= The request =
Which lines of the records below contain the word "black"? List each of them in full.

= Task data =

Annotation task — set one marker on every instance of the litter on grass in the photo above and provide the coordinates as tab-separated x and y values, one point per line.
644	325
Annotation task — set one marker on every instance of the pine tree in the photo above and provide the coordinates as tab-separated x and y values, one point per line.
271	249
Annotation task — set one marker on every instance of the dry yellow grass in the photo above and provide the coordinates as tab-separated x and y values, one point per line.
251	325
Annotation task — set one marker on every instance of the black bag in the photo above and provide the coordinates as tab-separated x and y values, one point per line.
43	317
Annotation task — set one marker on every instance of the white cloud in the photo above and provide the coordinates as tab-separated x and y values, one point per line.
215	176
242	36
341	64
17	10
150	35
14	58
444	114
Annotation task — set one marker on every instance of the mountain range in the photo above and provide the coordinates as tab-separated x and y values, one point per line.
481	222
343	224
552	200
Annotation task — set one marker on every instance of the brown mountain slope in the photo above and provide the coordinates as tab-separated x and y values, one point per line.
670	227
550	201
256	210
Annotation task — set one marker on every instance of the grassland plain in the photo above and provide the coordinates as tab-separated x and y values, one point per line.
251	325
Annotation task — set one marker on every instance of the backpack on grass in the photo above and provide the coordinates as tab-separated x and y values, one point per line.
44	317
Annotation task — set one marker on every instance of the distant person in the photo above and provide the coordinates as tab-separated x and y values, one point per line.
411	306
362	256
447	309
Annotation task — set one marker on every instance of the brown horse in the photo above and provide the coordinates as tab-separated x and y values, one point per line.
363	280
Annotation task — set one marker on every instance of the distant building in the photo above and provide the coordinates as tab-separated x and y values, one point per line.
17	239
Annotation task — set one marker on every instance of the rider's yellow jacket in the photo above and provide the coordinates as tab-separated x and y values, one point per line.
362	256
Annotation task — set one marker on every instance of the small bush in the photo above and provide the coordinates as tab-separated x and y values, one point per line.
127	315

--

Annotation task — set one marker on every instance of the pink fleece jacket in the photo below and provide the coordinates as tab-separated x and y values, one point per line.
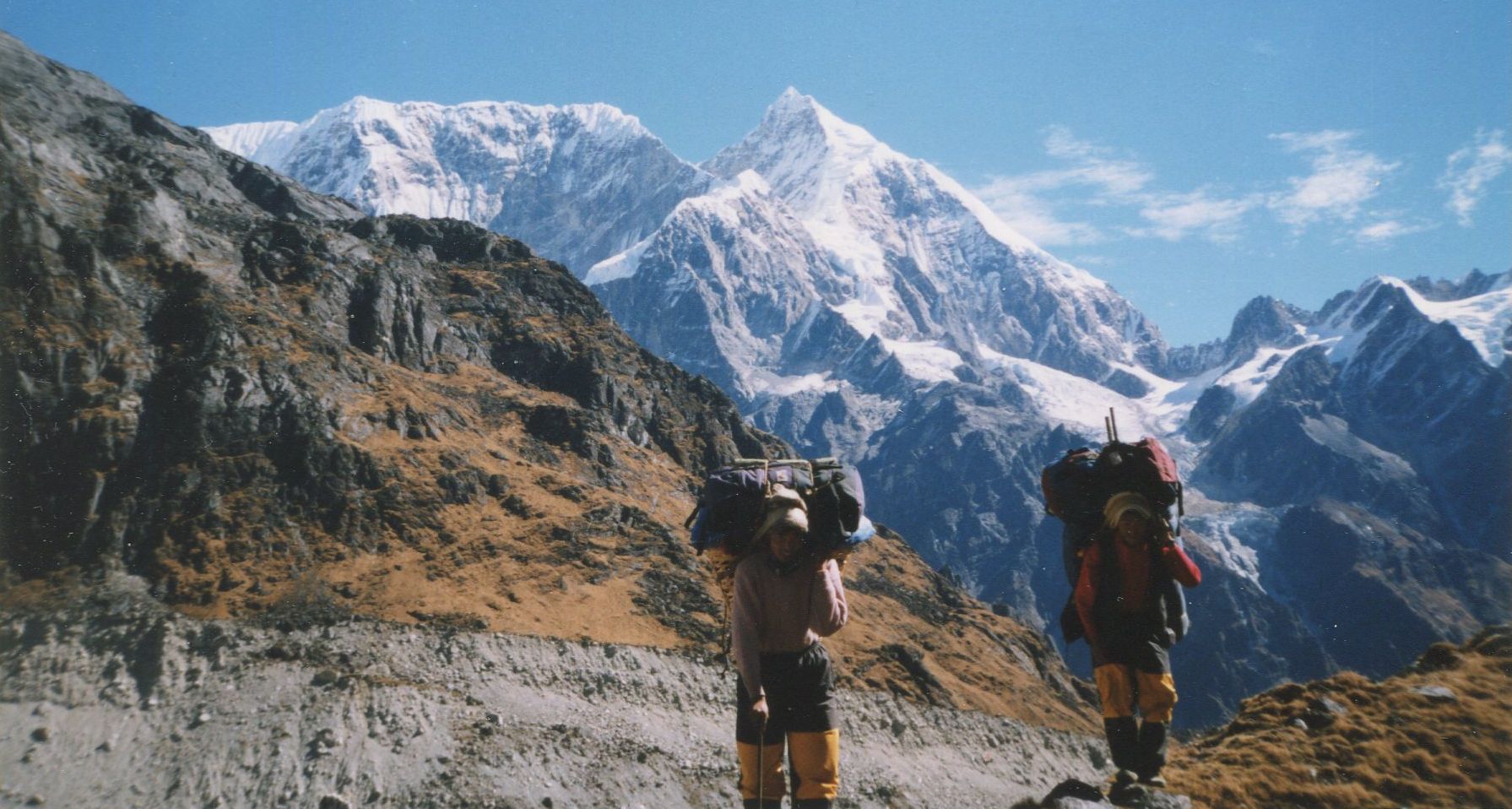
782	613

---

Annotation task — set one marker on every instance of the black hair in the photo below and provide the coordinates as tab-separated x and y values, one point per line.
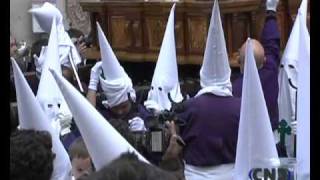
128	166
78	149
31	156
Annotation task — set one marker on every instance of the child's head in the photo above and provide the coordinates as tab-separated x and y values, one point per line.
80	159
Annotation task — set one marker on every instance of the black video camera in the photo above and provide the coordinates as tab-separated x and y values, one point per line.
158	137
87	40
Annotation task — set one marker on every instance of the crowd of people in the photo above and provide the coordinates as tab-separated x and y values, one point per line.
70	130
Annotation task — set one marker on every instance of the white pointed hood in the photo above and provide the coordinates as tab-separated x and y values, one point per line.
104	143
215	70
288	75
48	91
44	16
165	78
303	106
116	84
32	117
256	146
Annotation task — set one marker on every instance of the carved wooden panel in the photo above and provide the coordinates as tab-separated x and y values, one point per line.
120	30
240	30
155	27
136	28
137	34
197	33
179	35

= Output below =
Annotation task — set one marker on every instance of the black bag in the photo above and provide the coordinates as tab-separated x and y values, one point per line.
Annotation task — set one marker on every instance of the black hair in the photo below and provide the coordinates as tab-separated x and y values, one point per line.
Annotation task — set one marker on every instance of the black video camera in the photo above and provide the coordinates as tab-separated x and y values, one point per line.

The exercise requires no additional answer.